Goal: Copy each of the items below word for word, but leave out the pictures.

____ Supplied records

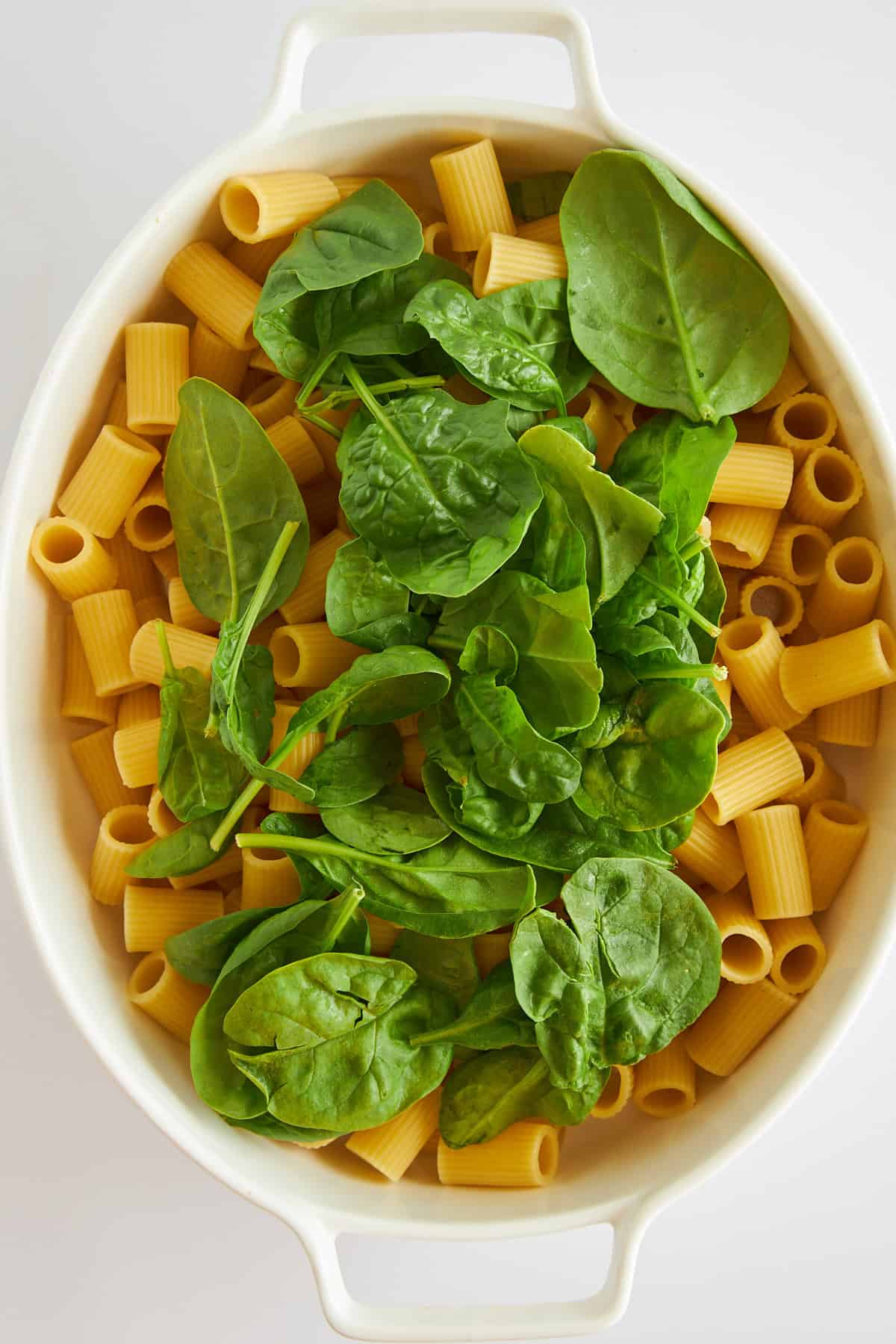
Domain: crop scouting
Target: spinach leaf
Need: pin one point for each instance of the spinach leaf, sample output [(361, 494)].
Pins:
[(448, 964), (508, 752), (662, 299), (366, 605), (449, 892), (352, 1019), (660, 761), (656, 948), (539, 195), (230, 495), (196, 774), (561, 838), (398, 820), (556, 682), (355, 768), (496, 1089), (199, 953), (492, 1019), (538, 314), (314, 886), (615, 524), (440, 488), (488, 354), (292, 934)]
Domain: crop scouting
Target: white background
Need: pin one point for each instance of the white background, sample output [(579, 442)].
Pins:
[(107, 1231)]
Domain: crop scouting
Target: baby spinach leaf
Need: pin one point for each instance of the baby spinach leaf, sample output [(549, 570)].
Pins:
[(361, 1070), (660, 765), (230, 495), (366, 605), (448, 964), (656, 948), (449, 892), (615, 524), (355, 768), (440, 488), (662, 299), (556, 682), (538, 314), (396, 820), (314, 886), (539, 195), (496, 1089), (491, 1021), (489, 355), (508, 752), (561, 836)]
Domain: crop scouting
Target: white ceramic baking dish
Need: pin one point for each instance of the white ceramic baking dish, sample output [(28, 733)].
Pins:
[(628, 1169)]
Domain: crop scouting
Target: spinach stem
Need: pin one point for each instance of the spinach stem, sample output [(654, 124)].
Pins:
[(676, 600)]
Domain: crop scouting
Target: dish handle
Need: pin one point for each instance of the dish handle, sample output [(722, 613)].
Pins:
[(445, 1324), (410, 18)]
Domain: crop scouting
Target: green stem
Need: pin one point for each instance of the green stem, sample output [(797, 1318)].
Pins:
[(676, 600)]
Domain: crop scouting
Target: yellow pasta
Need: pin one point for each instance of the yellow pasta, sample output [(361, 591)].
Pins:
[(504, 260), (72, 558), (171, 1001), (746, 951), (850, 722), (309, 655), (213, 358), (414, 756), (159, 815), (790, 382), (755, 475), (753, 651), (109, 480), (546, 230), (738, 1019), (802, 423), (393, 1147), (473, 194), (741, 535), (153, 914), (526, 1155), (297, 448), (491, 949), (215, 290), (833, 833), (260, 206), (617, 1093), (770, 596), (848, 589), (774, 851), (124, 833), (839, 667), (665, 1083), (188, 650), (158, 364), (712, 853), (96, 761), (107, 624), (269, 880), (80, 699), (751, 774), (800, 954), (821, 780), (828, 487), (308, 600), (184, 613), (383, 934), (255, 260)]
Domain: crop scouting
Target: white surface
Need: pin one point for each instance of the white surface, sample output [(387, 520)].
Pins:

________

Result of the task:
Domain: crop scouting
Target: spinach leaf
Need: pin one point for each instance of the spinach leaf, sample output [(361, 494)].
Pins:
[(448, 964), (508, 752), (662, 299), (366, 605), (449, 892), (352, 1019), (660, 761), (656, 948), (539, 195), (230, 495), (196, 774), (561, 838), (398, 820), (556, 682), (355, 768), (496, 1089), (199, 953), (492, 1019), (538, 314), (314, 886), (615, 524), (440, 488), (488, 354), (292, 934)]
Domain: crop scouting
Target: white background
Need: pin one point for each instance of the white background, sample output [(579, 442)].
Pins:
[(107, 1231)]
Domain: crop scouting
Target: baby spinach leaf
Need: pin one point for each instance of the baby spinach leaf, sample output [(549, 570)].
Pins:
[(361, 1070), (660, 765), (230, 495), (366, 605), (448, 964), (656, 948), (449, 892), (615, 524), (355, 768), (440, 488), (662, 299), (556, 682), (538, 314), (396, 820), (314, 886), (539, 195), (496, 1089), (491, 1021), (489, 355), (508, 752), (561, 836)]
Domain: crop scouting
Target: white ceramic baking dish
Need: pin one point for each instance of the white ceramic baking dish, sample output [(28, 733)].
Pins:
[(628, 1169)]
Domain: crop scouting
Target: spinach stem
Need: pin one point for each instance of the spinach stem, sample output [(654, 124)].
Pins:
[(676, 600)]
Domain: crop scouting
Target: dish handle
Need: pin one point for each instance of the dish handle, sample output [(722, 613)].
Pins:
[(445, 1324), (410, 18)]
Domain: crop scouting
Target: green stem
Need: pin one point for each instance of the green stem, sample output [(797, 1318)].
Pins:
[(676, 600)]
Domain: crop scouting
Target: yellow pasta
Need: pin one point for each instance of the yellow pasta, sample output [(361, 591)].
Pins:
[(504, 260), (72, 558), (171, 1001), (746, 951), (850, 722), (309, 655), (213, 358), (414, 756), (159, 815), (790, 382), (755, 475), (753, 651), (109, 480), (546, 230), (738, 1019), (802, 423), (393, 1147), (473, 194), (741, 535), (153, 914), (526, 1155), (297, 448), (491, 949), (215, 290), (833, 833), (260, 206), (617, 1093), (770, 596), (848, 589), (774, 851), (124, 833), (839, 667), (665, 1083), (188, 650), (158, 364), (712, 853), (96, 761), (107, 624), (269, 880), (80, 699), (751, 774), (800, 954), (821, 780), (828, 487), (308, 600), (184, 613), (383, 934), (255, 260)]
Domain: crop scouting
Target: white surface
Need: pin one point for each instance of the white surface, sample output [(387, 520)].
Pins:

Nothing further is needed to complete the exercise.